**Selected excerpt**

Proliferation experts have warned that the US-Israeli onslaught against Iran, intended to resolve a 24-year standoff over Tehran’s nuclear programme, risks backfiring and driving the regime towards making a secret bomb. The regime has long insisted its programme is for civilian purposes, but intense suspicion has surrounded it since two undeclared sites were discovered in 2002.
A 2015 nuclear deal imposed severe limits and thorough inspections, but when Donald Trump walked out in 2018, Iran ramped up enrichment. By last summer, Iran had produced a stockpile of over 440kg of highly enriched uranium (HEU) at 60% purity, which could be further enriched to weapons-grade 90% to make more than ten warheads.
The US-Israeli strikes in June, including Operation Midnight Hammer, aimed to destroy nuclear sites but failed to obliterate deep underground facilities at Isfahan and Natanz. In response, Iran excluded UN inspectors, leaving the International Atomic Energy Agency (IAEA) unable to verify the status of the HEU stockpile or activities at those sites.
IAEA director general Rafael Grossi said on Monday that “we don’t see a structured programme to manufacture nuclear weapons”. However, experts fear that could change after an attack that killed supreme leader Ali Khamenei, who had issued a fatwa against building a bomb.
Jeffrey Lewis of the Middlebury Institute said: “That is what makes this such a tremendous roll of the dice. Because if the strike does not succeed in removing a regime, there remain thousands of people in Iran who are capable of reconstituting a programme like this.” Kelsey Davenport of the Arms Control Association warned of a “real nuclear terrorism risk” if regime collapse leads to material being stolen.

**Exercise brief**
From the article on Iran's nuclear program above, return the passage from "A 2015 nuclear" up to and including "at those sites.", copied word for word.

Referring expression data:
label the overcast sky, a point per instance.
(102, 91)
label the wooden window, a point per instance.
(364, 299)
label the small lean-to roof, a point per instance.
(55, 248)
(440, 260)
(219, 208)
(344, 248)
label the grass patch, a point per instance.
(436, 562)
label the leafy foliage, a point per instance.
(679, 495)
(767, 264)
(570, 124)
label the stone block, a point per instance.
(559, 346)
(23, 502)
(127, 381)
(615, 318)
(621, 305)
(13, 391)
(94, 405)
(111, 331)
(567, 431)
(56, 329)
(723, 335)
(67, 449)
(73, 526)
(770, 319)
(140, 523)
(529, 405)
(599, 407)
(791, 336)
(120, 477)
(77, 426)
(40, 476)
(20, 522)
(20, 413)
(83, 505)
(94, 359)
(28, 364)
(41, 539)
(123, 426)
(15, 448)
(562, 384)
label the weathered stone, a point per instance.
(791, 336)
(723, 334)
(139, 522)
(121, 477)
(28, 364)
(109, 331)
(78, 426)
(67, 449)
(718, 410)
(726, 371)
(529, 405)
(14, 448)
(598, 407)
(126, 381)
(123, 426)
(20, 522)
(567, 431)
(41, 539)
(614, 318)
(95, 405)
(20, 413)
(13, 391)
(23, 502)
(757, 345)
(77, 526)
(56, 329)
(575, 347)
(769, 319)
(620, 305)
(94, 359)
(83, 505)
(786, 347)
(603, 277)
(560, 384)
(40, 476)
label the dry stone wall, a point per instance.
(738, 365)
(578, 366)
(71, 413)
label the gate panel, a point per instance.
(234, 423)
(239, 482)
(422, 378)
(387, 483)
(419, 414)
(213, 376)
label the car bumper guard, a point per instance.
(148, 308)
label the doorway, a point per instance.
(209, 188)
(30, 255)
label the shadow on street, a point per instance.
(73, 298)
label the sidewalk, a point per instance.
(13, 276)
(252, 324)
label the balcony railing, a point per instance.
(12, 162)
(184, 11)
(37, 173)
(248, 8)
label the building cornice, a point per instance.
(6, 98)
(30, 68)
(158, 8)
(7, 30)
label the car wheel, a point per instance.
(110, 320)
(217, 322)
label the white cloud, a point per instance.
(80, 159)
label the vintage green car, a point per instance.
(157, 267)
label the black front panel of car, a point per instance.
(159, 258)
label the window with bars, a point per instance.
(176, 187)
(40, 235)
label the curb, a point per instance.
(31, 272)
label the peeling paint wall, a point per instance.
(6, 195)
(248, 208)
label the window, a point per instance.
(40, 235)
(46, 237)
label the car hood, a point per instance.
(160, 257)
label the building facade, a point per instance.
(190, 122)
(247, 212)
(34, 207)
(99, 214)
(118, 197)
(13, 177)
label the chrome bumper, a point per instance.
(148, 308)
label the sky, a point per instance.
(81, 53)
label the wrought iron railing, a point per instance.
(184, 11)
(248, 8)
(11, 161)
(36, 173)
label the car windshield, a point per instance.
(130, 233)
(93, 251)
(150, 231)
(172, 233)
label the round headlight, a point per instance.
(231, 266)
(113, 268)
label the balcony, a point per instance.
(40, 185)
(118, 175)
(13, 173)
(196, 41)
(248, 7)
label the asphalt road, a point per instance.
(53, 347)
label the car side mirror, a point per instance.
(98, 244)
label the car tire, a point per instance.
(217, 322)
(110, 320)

**Exercise solution**
A 2015 nuclear deal imposed severe limits and thorough inspections, but when Donald Trump walked out in 2018, Iran ramped up enrichment. By last summer, Iran had produced a stockpile of over 440kg of highly enriched uranium (HEU) at 60% purity, which could be further enriched to weapons-grade 90% to make more than ten warheads.
The US-Israeli strikes in June, including Operation Midnight Hammer, aimed to destroy nuclear sites but failed to obliterate deep underground facilities at Isfahan and Natanz. In response, Iran excluded UN inspectors, leaving the International Atomic Energy Agency (IAEA) unable to verify the status of the HEU stockpile or activities at those sites.